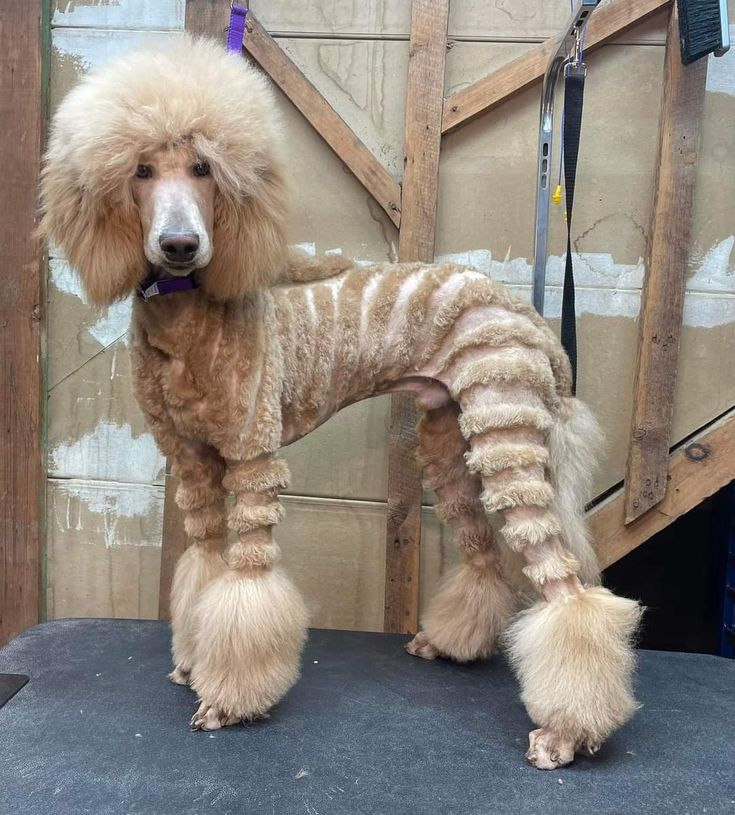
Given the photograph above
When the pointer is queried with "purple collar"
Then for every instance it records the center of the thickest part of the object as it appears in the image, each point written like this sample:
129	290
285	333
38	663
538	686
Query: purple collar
150	287
236	28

----

Please give the entries above again exactly as written, leaving out any pictures.

Given the photograph above
When the pointer is queried with "purple collar"
Then for every instance it records the center of the thickest part of the object as it appears in the image, each point written like this sample:
129	290
285	333
38	663
538	686
Query: purple collar
150	287
236	28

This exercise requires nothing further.